**Work order:**
Restrict the output to the lines below starting at the one that contains "the white roman shade" and ending at the one that contains "the lamp shade", and restate them word for word, both ends included.

**Information supplied:**
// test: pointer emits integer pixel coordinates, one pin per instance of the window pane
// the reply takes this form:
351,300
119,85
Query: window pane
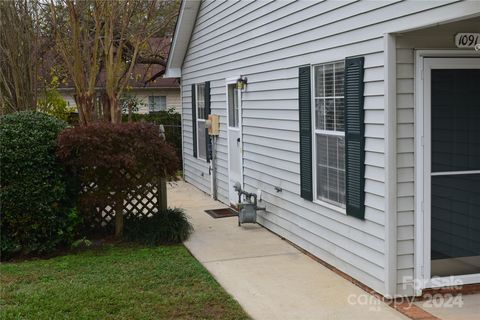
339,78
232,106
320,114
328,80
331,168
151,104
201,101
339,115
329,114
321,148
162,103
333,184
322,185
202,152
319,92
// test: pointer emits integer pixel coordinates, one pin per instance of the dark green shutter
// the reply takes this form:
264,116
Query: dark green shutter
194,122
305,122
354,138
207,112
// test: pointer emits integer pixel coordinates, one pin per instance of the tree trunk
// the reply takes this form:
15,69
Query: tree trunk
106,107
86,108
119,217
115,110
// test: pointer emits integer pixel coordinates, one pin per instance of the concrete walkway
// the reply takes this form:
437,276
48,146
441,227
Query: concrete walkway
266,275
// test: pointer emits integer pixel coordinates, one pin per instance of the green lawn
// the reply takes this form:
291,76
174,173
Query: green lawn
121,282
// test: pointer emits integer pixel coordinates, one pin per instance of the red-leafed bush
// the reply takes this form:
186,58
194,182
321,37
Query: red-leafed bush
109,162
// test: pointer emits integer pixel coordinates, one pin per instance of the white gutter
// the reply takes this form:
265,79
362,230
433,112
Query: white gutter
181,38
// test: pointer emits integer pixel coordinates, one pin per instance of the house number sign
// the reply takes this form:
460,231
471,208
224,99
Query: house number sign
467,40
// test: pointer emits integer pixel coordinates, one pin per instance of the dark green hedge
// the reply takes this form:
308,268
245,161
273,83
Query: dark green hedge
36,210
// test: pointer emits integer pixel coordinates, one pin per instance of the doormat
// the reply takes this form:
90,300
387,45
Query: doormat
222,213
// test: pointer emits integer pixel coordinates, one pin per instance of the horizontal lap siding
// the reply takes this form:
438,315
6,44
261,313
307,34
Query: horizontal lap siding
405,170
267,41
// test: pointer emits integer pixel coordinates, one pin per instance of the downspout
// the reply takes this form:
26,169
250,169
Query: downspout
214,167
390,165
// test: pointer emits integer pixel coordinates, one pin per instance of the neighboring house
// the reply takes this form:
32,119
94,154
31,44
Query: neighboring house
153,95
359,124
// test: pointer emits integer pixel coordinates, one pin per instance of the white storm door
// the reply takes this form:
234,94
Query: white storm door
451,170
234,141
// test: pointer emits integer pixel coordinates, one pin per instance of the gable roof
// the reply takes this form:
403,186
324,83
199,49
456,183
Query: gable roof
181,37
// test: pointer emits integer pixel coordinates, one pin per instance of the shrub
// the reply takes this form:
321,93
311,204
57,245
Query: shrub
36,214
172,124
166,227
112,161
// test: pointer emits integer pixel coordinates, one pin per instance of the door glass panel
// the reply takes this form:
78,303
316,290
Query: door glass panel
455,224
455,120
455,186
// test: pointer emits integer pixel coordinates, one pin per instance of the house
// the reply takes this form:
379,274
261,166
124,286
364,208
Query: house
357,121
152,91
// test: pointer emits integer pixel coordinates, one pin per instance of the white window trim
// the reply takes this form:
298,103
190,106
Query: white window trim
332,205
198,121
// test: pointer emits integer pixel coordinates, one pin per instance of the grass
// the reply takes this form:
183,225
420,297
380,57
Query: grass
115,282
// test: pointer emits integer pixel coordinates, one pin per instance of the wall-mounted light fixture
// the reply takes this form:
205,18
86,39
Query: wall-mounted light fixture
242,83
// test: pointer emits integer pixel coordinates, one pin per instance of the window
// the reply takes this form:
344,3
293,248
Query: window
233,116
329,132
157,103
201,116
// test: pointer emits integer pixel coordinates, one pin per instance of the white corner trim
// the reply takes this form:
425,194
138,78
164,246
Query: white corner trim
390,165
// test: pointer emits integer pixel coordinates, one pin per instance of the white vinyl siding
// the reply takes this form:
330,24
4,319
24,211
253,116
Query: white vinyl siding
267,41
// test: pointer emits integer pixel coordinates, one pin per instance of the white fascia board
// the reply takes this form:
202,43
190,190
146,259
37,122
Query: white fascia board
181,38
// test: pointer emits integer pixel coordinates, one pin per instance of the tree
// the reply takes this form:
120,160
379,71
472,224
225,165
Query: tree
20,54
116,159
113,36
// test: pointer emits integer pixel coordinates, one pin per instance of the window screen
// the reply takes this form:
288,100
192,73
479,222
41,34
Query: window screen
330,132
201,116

---

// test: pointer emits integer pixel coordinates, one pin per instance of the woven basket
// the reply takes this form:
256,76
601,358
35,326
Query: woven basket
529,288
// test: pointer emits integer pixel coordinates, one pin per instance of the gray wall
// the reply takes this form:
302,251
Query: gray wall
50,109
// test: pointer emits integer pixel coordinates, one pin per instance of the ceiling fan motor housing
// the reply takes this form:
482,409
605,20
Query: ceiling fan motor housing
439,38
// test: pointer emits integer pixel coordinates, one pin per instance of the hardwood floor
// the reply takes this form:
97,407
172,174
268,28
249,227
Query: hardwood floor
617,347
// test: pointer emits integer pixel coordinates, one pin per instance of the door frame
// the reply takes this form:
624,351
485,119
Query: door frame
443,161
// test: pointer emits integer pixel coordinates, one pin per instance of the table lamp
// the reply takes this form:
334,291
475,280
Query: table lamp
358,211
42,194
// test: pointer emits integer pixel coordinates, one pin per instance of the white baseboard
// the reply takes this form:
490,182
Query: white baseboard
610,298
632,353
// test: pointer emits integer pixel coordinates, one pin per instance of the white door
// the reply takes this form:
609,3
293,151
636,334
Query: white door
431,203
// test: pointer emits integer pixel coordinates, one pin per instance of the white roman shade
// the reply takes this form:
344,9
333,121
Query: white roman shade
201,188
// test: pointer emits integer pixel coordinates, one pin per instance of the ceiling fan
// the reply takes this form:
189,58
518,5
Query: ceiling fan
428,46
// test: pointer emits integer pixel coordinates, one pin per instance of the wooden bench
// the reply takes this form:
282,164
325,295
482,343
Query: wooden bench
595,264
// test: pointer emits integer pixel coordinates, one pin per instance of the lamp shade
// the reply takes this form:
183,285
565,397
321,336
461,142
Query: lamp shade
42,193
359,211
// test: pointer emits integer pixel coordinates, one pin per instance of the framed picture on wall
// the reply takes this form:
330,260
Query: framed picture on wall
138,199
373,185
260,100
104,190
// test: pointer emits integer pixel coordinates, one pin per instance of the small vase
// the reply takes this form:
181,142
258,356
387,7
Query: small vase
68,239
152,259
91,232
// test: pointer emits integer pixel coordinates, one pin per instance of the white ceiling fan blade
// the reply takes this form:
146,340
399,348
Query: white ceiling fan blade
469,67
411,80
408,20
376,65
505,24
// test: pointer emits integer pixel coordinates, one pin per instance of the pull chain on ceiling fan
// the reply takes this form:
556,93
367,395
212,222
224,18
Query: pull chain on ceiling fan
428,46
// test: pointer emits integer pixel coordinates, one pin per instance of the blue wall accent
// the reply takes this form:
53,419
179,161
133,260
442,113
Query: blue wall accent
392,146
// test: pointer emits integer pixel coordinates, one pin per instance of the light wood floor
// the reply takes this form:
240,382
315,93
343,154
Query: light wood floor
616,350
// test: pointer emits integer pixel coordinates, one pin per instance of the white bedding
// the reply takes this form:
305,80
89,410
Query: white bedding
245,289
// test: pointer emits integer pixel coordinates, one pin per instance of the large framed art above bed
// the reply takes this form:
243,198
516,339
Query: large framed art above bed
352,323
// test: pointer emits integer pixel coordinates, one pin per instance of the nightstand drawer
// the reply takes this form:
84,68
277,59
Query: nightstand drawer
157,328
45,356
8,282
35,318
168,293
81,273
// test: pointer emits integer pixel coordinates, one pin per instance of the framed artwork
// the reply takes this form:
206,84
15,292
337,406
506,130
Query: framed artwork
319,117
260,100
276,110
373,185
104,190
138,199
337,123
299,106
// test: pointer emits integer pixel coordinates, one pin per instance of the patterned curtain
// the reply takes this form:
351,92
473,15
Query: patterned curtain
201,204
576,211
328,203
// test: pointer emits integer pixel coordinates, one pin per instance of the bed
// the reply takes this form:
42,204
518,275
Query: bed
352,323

**Task answer:**
// test: pointer emits integer pixel coordinates, one pin per instance of the white roman shade
// the reply takes this form:
344,9
333,121
Query: white roman shade
201,188
// test: pointer emits integer pixel coordinates, one pin per instance of the ceiling fan
// the reply takes this form:
189,58
518,5
Query: ceiling fan
428,46
// test: pointer emits integer pixel coordinates, one pin per instance of the wooden bench
// the reply takes this form:
282,164
325,295
482,343
Query: wooden bench
595,264
// test: pointer emits integer pixel coordinates, one pin per instance of the lamp shade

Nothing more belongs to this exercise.